→ **Work required**: Using the records below, give again exactly the lines from the line that contains "Find the rear bumper;" through the line that contains "pixel 254 192", both ends included, and only those.
[Material supplied — start]
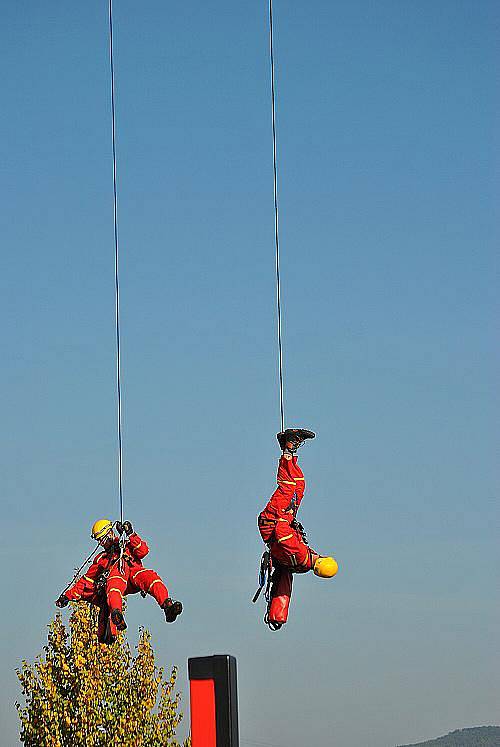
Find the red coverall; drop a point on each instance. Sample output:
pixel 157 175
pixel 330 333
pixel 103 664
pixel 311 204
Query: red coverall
pixel 130 579
pixel 288 549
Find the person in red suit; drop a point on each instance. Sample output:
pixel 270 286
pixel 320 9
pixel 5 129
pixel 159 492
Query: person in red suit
pixel 284 535
pixel 115 573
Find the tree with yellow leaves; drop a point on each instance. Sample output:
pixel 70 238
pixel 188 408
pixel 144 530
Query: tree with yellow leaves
pixel 81 693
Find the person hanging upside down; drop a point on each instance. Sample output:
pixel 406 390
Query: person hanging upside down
pixel 113 575
pixel 284 535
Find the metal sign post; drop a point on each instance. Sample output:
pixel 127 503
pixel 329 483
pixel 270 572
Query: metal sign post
pixel 214 701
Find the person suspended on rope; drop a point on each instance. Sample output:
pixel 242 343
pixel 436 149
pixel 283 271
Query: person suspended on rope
pixel 114 573
pixel 284 535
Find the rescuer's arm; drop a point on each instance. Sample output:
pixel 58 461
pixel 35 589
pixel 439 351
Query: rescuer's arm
pixel 135 545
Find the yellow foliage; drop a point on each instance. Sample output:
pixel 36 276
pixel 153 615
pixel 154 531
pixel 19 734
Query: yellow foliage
pixel 80 693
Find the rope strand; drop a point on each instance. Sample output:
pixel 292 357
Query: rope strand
pixel 276 232
pixel 117 284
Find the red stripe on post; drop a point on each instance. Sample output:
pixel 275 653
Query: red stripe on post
pixel 203 729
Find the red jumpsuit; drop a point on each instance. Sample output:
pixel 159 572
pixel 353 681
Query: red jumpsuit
pixel 286 544
pixel 120 579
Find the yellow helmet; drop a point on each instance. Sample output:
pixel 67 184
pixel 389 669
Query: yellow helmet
pixel 100 528
pixel 326 567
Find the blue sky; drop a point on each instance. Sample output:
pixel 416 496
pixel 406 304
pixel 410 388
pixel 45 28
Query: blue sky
pixel 388 167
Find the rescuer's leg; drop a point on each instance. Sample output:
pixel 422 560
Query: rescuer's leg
pixel 115 590
pixel 281 592
pixel 290 550
pixel 150 582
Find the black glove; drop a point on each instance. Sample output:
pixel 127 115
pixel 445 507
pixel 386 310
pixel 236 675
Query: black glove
pixel 125 527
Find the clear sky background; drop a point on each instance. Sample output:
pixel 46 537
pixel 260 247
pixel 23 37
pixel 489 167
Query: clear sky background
pixel 388 165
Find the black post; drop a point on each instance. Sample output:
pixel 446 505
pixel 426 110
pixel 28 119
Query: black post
pixel 214 701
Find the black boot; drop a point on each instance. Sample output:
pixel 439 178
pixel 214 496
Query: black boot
pixel 118 619
pixel 172 609
pixel 292 438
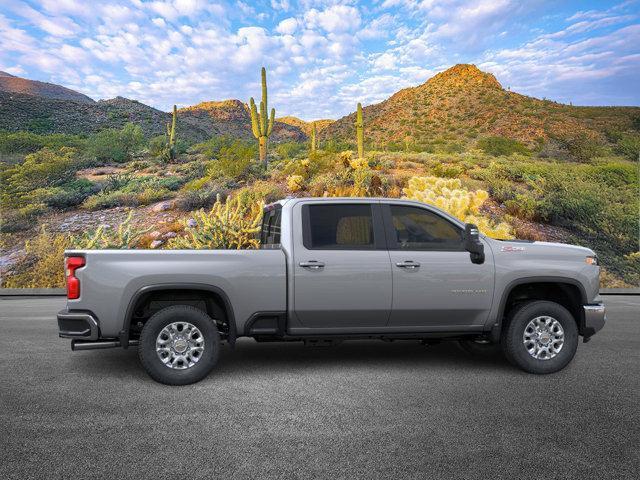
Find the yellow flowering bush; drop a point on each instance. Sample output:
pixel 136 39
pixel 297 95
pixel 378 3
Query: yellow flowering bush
pixel 295 183
pixel 449 195
pixel 228 225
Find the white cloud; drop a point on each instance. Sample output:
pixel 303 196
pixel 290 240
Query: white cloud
pixel 287 26
pixel 335 19
pixel 159 22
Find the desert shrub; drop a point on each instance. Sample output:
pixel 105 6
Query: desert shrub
pixel 190 200
pixel 260 192
pixel 233 160
pixel 16 220
pixel 67 195
pixel 110 200
pixel 157 145
pixel 228 225
pixel 125 236
pixel 498 146
pixel 523 206
pixel 27 142
pixel 450 196
pixel 447 170
pixel 295 183
pixel 42 169
pixel 126 198
pixel 211 148
pixel 43 266
pixel 629 146
pixel 289 150
pixel 581 146
pixel 116 145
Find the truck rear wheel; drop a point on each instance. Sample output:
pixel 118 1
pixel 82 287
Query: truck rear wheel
pixel 179 345
pixel 540 337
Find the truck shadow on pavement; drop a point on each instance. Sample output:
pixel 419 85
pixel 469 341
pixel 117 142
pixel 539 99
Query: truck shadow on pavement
pixel 250 358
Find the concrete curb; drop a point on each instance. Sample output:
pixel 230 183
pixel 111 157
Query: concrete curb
pixel 620 291
pixel 55 292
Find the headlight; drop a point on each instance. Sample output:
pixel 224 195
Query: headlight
pixel 592 260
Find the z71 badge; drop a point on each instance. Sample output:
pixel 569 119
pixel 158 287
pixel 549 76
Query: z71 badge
pixel 511 248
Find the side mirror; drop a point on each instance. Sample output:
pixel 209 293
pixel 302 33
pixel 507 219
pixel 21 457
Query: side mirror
pixel 473 244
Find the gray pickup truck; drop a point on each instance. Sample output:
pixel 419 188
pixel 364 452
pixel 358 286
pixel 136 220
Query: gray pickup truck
pixel 331 269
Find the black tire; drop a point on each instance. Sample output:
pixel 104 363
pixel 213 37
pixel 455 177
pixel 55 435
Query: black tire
pixel 480 349
pixel 512 337
pixel 207 359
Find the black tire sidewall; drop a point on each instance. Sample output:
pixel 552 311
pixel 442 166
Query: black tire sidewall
pixel 513 345
pixel 147 347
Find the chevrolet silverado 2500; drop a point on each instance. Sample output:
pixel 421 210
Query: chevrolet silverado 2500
pixel 331 269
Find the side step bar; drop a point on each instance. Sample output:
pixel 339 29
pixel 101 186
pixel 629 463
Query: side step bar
pixel 77 345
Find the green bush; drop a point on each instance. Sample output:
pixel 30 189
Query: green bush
pixel 629 146
pixel 28 142
pixel 234 159
pixel 116 145
pixel 582 146
pixel 289 150
pixel 67 195
pixel 43 169
pixel 498 146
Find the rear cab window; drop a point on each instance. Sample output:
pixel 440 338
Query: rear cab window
pixel 342 226
pixel 270 231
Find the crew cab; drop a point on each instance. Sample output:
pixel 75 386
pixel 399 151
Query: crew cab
pixel 332 269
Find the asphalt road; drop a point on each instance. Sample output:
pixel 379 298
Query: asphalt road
pixel 363 409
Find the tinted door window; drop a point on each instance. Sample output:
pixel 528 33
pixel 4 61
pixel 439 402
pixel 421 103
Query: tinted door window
pixel 338 227
pixel 415 228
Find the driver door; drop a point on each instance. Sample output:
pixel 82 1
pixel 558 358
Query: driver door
pixel 435 284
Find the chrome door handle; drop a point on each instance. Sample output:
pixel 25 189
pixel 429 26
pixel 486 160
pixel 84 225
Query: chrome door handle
pixel 410 264
pixel 312 264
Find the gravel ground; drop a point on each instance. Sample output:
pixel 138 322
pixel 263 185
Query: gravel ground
pixel 363 409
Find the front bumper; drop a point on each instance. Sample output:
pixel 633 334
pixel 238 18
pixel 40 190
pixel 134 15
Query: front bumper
pixel 80 325
pixel 594 319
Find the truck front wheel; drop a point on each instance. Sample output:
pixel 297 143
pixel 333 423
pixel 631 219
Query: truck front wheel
pixel 179 345
pixel 540 337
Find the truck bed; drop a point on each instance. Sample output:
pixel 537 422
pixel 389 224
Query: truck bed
pixel 254 280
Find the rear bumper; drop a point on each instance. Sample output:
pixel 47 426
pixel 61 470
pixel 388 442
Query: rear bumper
pixel 80 325
pixel 594 319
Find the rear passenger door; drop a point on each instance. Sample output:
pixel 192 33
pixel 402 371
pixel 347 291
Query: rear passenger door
pixel 342 272
pixel 435 284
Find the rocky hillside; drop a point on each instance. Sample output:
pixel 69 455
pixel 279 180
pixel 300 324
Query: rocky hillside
pixel 20 111
pixel 232 117
pixel 16 85
pixel 46 114
pixel 464 103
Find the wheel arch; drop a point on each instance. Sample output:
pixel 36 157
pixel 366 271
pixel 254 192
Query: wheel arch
pixel 567 291
pixel 218 295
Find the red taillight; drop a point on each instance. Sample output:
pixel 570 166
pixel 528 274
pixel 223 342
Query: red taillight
pixel 71 264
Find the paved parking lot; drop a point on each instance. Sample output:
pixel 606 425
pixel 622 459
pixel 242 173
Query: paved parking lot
pixel 364 409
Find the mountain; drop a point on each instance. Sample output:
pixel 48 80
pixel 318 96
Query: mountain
pixel 38 114
pixel 305 126
pixel 232 118
pixel 16 85
pixel 464 103
pixel 48 108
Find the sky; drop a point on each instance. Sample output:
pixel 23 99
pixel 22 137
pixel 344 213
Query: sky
pixel 322 57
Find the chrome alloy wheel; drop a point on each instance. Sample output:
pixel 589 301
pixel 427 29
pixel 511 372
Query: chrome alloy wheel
pixel 543 338
pixel 180 345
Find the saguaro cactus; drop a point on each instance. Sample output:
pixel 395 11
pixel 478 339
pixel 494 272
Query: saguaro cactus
pixel 360 132
pixel 260 124
pixel 314 137
pixel 171 135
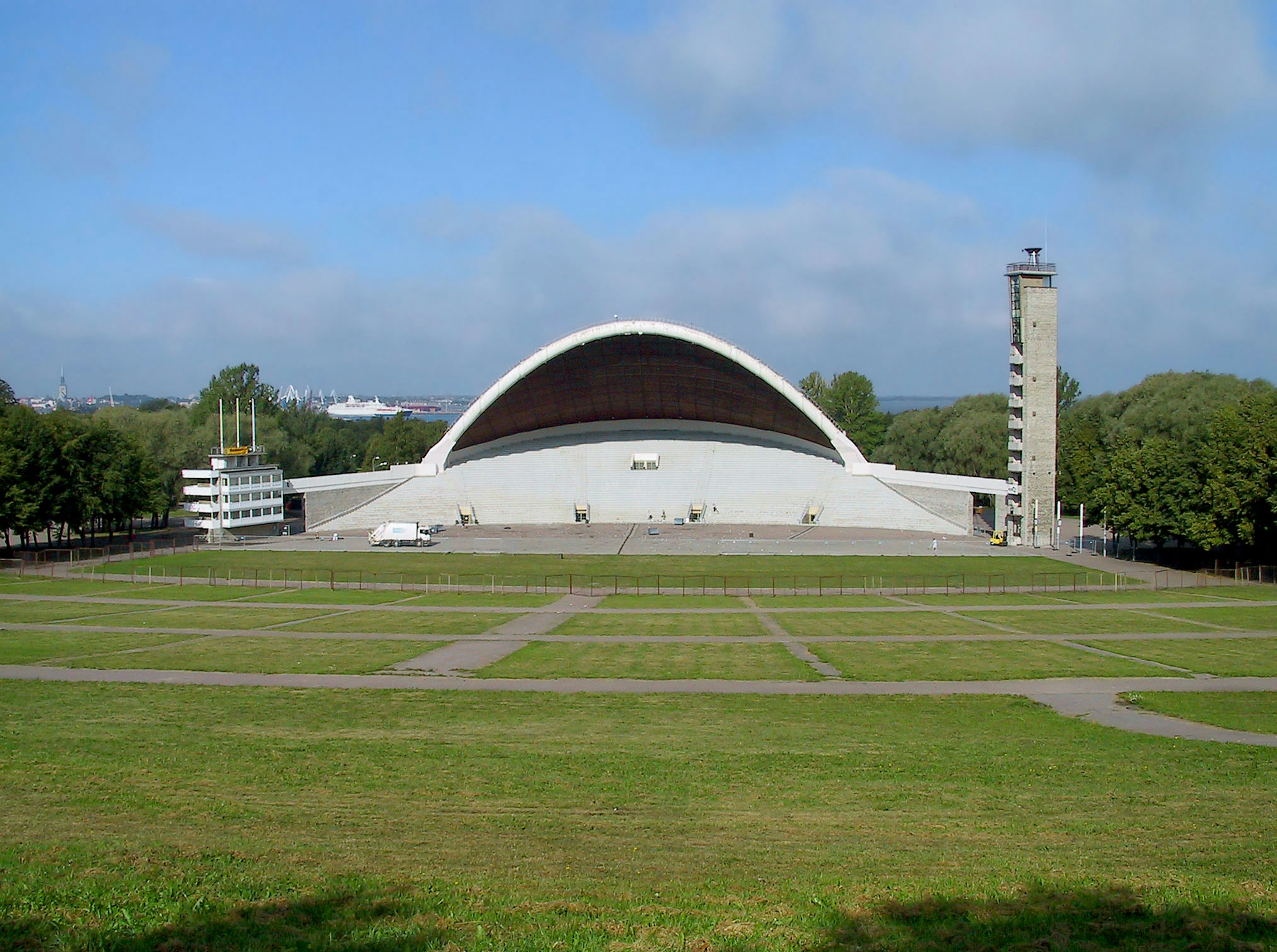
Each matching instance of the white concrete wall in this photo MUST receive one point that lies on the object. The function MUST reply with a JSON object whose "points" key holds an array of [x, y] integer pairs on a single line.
{"points": [[736, 480]]}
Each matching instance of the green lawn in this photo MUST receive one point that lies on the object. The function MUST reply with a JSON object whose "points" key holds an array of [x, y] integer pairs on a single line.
{"points": [[486, 600], [1228, 657], [515, 569], [672, 602], [968, 661], [1244, 618], [181, 818], [1088, 621], [31, 647], [767, 602], [423, 623], [957, 601], [702, 624], [61, 587], [327, 596], [1242, 711], [846, 624], [1248, 592], [1129, 597], [267, 656], [54, 611], [744, 662], [214, 619]]}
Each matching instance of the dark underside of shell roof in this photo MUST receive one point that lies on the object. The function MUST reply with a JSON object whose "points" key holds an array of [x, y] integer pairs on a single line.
{"points": [[640, 378]]}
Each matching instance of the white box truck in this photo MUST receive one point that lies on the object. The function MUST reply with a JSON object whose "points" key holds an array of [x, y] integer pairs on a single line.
{"points": [[400, 535]]}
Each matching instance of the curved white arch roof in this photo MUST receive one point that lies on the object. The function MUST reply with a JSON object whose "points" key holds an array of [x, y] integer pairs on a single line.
{"points": [[437, 458]]}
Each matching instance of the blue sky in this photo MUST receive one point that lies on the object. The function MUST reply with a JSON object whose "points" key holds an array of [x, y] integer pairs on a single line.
{"points": [[409, 197]]}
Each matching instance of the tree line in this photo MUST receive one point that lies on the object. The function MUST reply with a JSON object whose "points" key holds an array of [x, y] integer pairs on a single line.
{"points": [[1179, 458], [67, 475]]}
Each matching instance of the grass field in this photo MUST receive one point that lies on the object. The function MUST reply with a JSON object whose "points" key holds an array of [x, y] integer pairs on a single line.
{"points": [[271, 656], [767, 602], [225, 619], [1242, 711], [672, 602], [50, 613], [31, 647], [407, 623], [705, 624], [1228, 657], [1145, 596], [515, 569], [845, 624], [968, 661], [957, 601], [324, 596], [1081, 623], [741, 662], [1244, 618], [181, 818]]}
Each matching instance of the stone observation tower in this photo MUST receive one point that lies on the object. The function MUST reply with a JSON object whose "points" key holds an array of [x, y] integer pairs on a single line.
{"points": [[1032, 439]]}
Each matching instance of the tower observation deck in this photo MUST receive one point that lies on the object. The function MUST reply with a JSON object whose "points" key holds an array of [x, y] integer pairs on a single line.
{"points": [[1031, 440]]}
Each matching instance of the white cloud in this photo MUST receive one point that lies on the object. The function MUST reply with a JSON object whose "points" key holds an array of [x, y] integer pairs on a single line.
{"points": [[99, 127], [865, 271], [197, 233], [1113, 83]]}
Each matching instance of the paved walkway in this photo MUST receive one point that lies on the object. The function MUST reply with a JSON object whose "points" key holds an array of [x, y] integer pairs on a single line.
{"points": [[462, 659], [471, 655], [1105, 709], [796, 648]]}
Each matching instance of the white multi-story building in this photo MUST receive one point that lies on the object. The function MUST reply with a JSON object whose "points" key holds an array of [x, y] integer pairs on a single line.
{"points": [[238, 491]]}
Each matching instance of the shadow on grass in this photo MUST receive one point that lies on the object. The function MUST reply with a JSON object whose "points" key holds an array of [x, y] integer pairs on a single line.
{"points": [[345, 923], [1078, 920], [1073, 920]]}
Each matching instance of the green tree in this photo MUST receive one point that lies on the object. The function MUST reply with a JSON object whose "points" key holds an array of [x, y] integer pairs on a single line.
{"points": [[851, 404], [242, 383], [1240, 491], [403, 440], [814, 388], [1067, 392], [170, 443], [966, 439], [24, 472], [1151, 490]]}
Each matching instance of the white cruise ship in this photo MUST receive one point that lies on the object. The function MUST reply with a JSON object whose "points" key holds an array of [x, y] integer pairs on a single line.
{"points": [[366, 409]]}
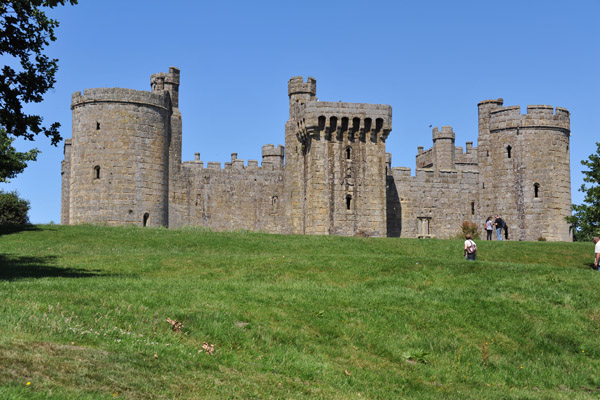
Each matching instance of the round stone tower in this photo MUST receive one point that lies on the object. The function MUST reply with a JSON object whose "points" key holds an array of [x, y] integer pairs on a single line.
{"points": [[119, 172], [525, 169]]}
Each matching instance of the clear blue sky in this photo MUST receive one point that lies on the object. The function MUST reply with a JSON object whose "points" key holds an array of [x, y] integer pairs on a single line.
{"points": [[432, 61]]}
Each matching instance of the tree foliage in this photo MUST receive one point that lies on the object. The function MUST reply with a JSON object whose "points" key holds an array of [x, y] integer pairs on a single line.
{"points": [[25, 31], [13, 209], [586, 217]]}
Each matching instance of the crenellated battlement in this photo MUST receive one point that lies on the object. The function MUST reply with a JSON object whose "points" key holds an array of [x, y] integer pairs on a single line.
{"points": [[167, 81], [446, 133], [119, 95], [296, 85], [537, 116]]}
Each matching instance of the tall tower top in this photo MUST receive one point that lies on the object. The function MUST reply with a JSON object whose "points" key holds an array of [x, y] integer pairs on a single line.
{"points": [[169, 82], [296, 85]]}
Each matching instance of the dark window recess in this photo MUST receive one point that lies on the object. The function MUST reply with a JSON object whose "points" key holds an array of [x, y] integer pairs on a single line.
{"points": [[322, 120]]}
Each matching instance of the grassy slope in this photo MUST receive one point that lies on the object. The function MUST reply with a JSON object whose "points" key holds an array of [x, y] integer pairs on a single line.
{"points": [[83, 316]]}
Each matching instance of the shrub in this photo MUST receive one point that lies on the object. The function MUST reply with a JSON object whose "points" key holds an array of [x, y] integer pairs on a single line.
{"points": [[470, 228], [13, 210]]}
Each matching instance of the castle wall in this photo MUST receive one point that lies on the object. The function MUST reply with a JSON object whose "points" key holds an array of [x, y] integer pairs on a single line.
{"points": [[119, 157], [123, 166], [65, 172], [236, 197], [338, 167], [525, 173], [433, 204]]}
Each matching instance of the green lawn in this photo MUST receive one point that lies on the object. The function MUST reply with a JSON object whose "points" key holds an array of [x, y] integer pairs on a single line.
{"points": [[84, 308]]}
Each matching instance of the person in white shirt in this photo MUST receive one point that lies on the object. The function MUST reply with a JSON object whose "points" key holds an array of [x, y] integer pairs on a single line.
{"points": [[470, 248], [597, 251]]}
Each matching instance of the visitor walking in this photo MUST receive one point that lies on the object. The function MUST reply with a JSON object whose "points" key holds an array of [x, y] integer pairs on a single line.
{"points": [[489, 228], [470, 248], [499, 223], [597, 252]]}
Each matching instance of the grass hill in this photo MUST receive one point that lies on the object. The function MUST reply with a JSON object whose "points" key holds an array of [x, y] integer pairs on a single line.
{"points": [[84, 309]]}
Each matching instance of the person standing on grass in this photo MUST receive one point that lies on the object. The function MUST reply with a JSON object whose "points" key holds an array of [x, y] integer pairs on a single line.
{"points": [[489, 228], [499, 222], [597, 251], [470, 248]]}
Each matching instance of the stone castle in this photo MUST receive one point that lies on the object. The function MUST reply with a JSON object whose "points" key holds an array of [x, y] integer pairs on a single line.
{"points": [[123, 166]]}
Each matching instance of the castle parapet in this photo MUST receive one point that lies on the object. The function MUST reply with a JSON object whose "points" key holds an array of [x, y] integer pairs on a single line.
{"points": [[296, 85], [119, 95], [446, 133], [167, 81], [538, 116], [273, 155], [367, 121]]}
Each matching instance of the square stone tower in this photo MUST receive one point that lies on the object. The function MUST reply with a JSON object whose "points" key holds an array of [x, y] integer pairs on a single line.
{"points": [[335, 164]]}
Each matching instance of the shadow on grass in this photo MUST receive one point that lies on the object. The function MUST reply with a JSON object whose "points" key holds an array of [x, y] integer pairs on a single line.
{"points": [[15, 267], [10, 229]]}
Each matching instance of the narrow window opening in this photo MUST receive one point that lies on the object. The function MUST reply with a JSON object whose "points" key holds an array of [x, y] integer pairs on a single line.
{"points": [[322, 120]]}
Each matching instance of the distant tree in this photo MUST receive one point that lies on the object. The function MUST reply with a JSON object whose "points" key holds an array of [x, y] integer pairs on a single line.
{"points": [[12, 162], [586, 217], [25, 30], [13, 209]]}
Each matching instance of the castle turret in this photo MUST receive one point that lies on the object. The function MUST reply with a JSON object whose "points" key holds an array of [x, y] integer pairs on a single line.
{"points": [[335, 163], [524, 169], [301, 92], [273, 155], [443, 148], [119, 167]]}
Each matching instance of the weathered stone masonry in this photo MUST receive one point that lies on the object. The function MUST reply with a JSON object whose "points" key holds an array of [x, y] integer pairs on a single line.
{"points": [[123, 166]]}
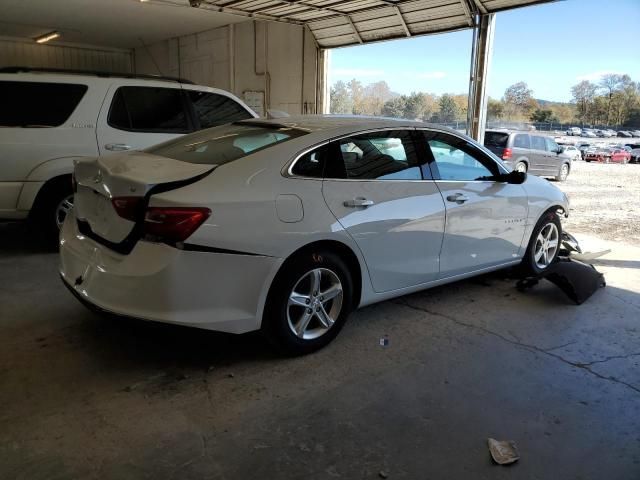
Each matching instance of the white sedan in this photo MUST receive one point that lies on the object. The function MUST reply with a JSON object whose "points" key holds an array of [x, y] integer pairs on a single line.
{"points": [[288, 226]]}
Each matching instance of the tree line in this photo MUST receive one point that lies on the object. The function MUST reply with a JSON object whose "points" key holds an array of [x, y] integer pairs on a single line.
{"points": [[613, 101]]}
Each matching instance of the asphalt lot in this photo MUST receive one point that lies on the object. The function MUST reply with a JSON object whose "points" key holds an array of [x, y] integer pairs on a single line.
{"points": [[604, 201], [82, 396]]}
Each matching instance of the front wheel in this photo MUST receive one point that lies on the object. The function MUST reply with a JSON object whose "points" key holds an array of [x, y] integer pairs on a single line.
{"points": [[544, 244], [309, 303]]}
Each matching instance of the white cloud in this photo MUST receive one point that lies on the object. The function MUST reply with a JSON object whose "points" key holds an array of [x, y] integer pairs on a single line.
{"points": [[357, 72], [596, 75], [430, 75]]}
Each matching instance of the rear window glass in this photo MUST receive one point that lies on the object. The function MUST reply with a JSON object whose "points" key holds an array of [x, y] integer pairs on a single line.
{"points": [[35, 104], [213, 109], [521, 141], [495, 139], [148, 109], [224, 144]]}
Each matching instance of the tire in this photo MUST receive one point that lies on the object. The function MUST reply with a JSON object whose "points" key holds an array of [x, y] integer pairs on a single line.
{"points": [[520, 167], [563, 173], [530, 263], [297, 324], [52, 204]]}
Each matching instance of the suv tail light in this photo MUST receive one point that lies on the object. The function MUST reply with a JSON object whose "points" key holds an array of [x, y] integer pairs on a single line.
{"points": [[173, 224]]}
[Material supplied — finish]
→ **Answer below**:
Find the rear bumper; drop a point on each instance. Sample output:
pixel 47 426
pixel 61 470
pixel 388 442
Query: rear bumper
pixel 80 325
pixel 594 319
Find the rear passenger door; drop a point on each instance. Sample output:
pixel 192 33
pixel 402 371
pixel 347 291
Query: rear passenger door
pixel 342 272
pixel 435 284
Find the rocky hillside; drop a point on each instance. Sample output:
pixel 69 455
pixel 279 180
pixel 300 324
Query: rocky hillside
pixel 20 111
pixel 232 117
pixel 16 85
pixel 46 114
pixel 464 103
Find the wheel arch; drop a point on each instance. Sample output:
pixel 36 157
pixel 366 271
pixel 254 192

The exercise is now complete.